CHALLENGE
Return every line of the material below without changing anything.

Excerpts from a pointing dataset
_ _ _ _
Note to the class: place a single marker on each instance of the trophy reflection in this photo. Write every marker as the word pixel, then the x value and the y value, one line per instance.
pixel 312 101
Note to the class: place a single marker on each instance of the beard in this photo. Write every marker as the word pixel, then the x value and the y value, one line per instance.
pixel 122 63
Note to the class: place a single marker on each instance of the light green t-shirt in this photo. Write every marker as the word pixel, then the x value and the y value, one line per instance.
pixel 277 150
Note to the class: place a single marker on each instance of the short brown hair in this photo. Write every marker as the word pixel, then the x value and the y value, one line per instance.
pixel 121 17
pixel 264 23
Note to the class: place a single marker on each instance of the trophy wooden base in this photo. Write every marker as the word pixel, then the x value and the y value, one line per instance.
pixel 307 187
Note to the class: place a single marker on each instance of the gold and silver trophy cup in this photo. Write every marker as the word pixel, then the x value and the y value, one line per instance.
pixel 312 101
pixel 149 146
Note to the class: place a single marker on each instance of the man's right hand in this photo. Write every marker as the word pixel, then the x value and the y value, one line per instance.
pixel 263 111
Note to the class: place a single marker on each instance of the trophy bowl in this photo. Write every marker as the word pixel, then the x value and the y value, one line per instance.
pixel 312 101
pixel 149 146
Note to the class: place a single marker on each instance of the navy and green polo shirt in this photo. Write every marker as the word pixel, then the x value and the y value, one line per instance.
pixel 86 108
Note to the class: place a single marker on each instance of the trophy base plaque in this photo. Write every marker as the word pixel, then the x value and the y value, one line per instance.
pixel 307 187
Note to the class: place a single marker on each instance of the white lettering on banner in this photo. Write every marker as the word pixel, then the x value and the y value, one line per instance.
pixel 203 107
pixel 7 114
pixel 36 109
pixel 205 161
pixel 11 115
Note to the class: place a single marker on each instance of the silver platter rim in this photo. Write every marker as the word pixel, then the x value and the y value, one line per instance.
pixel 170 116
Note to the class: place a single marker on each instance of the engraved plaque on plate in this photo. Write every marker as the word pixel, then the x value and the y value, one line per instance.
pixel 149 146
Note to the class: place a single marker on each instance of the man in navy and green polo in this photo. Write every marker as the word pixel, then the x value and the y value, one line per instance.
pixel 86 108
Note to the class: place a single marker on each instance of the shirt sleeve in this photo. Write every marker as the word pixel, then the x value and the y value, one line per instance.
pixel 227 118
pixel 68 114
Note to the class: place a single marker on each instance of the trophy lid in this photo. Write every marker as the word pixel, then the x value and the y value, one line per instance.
_ _ _ _
THE ANSWER
Note to the class: place a single marker on each instance of the trophy reflection in this photo. Write every marker as the word pixel, then the x value and the y value, one line per instance.
pixel 312 101
Note to the class: place a single marker on each instance of the beard in this photo. Write every marker as the word pixel, then the x value and the y value, one line per instance.
pixel 122 63
Note to the class: place a single marker on each instance of the light green t-shirt in this photo. Write every marker as the word pixel, then the x value and the y value, one line per instance.
pixel 277 150
Note to the class: place a single marker on each instance of the short brown hair in this photo. Write every marker as the word pixel, then the x value and the y value, one line per instance.
pixel 121 17
pixel 264 23
Note to the class: place a single marker on each instance of the trophy wooden base in this photo. Write every marker as the word pixel, then the x value and the y value, one line per instance.
pixel 307 187
Note to the class: place a single marker on each instance of the gold and silver trophy cup in this photo. Write every marker as the word pixel, then the x value and the y value, one line per instance.
pixel 312 101
pixel 149 146
Note to the class: place a single marker on each instance of the man's right hand in this photo. Write every marker as the word pixel, then the x value and the y value, one line per instance.
pixel 263 111
Note to the class: place a single marker on each instance of the trophy bowl in this photo. Write every marker as the word pixel, then the x value and the y value, one line per instance.
pixel 312 101
pixel 149 146
Note to the class: place a single marker on each instance of the navy and green polo shirt in this photo. Write every marker as the word pixel, then the x value and the y value, one line per instance.
pixel 86 108
Note to the class: place a single marker on each instance of the trophy base plaque in this photo. Write every marker as the word pixel, then the x value and the y value, one line per instance.
pixel 307 187
Note to the class: place a single marker on each instance of the white lettering on banner in this photo. Write every marker as the word pixel, then the x value and the y value, one line per instance.
pixel 203 107
pixel 7 114
pixel 36 109
pixel 205 161
pixel 11 115
Note to the class: place a single marker on each instance of the silver platter rim in this photo. Write every marker as the word pixel, then the x value and the y value, one line per instance.
pixel 170 116
Note to the class: place a single marker on each instance of the engraved plaque on plate in this photo. Write every marker as the word pixel, then the x value and the y value, one line per instance.
pixel 149 146
Note to the class: place a single marker on each instance of the man in navy and green polo in this photo. Write every marker as the word pixel, then the x value and the y value, one line per instance.
pixel 86 108
Note to the class: place a single marker on each instance of the shirt sleeve in this photo. Write every marker as the word pixel, then the x value and the y value, one line per instance.
pixel 227 118
pixel 68 114
Note to the class: place a single marker on each instance of the trophy lid in this photo. Write every marker as the word pixel, then the x value and the y value, one line per instance.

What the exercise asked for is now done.